>> BEGIN

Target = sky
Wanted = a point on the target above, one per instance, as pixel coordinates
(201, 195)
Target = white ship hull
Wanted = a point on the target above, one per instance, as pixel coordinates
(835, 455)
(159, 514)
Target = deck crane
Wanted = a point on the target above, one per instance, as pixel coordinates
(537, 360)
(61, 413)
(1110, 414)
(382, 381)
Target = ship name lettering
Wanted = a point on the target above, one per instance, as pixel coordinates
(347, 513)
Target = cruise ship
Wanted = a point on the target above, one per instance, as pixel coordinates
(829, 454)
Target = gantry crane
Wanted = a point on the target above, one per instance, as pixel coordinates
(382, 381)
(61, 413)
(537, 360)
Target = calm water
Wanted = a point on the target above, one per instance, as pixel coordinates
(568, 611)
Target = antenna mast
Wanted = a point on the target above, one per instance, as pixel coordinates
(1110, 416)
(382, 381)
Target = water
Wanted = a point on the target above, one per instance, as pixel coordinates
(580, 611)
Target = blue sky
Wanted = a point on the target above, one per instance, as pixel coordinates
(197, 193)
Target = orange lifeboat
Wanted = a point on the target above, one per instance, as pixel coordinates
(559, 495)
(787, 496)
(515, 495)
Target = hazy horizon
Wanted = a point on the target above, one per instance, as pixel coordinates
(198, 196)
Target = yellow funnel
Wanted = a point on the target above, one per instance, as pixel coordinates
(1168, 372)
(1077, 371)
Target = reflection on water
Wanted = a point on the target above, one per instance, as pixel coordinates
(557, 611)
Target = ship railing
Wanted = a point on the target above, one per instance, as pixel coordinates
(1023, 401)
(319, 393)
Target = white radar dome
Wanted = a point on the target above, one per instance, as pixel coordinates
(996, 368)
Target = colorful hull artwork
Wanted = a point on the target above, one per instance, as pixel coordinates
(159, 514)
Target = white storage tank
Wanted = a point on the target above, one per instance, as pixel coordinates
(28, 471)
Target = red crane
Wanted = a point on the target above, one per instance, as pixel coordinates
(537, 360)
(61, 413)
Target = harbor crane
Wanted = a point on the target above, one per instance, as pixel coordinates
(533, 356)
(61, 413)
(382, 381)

>> END

Problem details | Provide an exact reproduction of all the entries shown above.

Right answer |
Target = sky
Wanted = a point on the target above, one per instance, as pixel coordinates
(201, 195)
Target = white ship hull
Wanted = a point on the target above, one per instance, as pixel coordinates
(835, 455)
(159, 514)
Target = deck crane
Wanted = a point on the target above, one per instance, as pixel coordinates
(537, 360)
(61, 413)
(1110, 414)
(382, 381)
Target = ship name lettering
Wanted = a point on the target above, one per instance, as pixel coordinates
(347, 513)
Target = cruise ship
Wanted = a point on the target above, one per instance, as pixel coordinates
(829, 454)
Target = gantry crane
Wanted = a point on the target above, one per instance, as pixel coordinates
(382, 381)
(61, 413)
(537, 360)
Target = calm water
Wanted = a point on the target above, one per instance, as pixel coordinates
(568, 611)
Target = antenna mast
Wanted = a point on the target above, one per instance, as pixel coordinates
(1110, 416)
(382, 381)
Target = water
Wanted = a point on the target above, one per instance, as pixel coordinates
(580, 611)
Target = blue sky
Wanted = a point on the target above, one per instance, as pixel coordinates
(197, 193)
Target = orange lifeboat
Wanted = a point on the target above, one per instance, as pixel coordinates
(559, 495)
(787, 496)
(515, 495)
Target = hazy horizon
Wanted = a point on the target above, one per instance, as pixel coordinates
(198, 196)
Target = yellow funnel
Wanted = a point on the target above, one per instance, as pixel coordinates
(1168, 372)
(1077, 371)
Target = reflection on water
Wanted = a point on the target above, one per instance, as pixel coordinates
(557, 611)
Target = ship railing
Wanted = a point on the target above, one per instance, as pixel coordinates
(1023, 401)
(319, 393)
Target = white radar dome
Wanted = a point on the target above, one per instance, as pixel coordinates
(996, 368)
Target = colorful hull artwork
Wanted = a point on the target above, one per instance, as pixel coordinates
(159, 514)
Target = white storage tank
Wanted = a point on the target above, one per instance, as pixel coordinates
(28, 471)
Target = red crane
Wanted = a point on the target above, one per instance, as pixel coordinates
(537, 360)
(61, 413)
Target = harbor crane
Wanted = a point on the target above, one per instance, as pixel coordinates
(533, 356)
(61, 413)
(382, 381)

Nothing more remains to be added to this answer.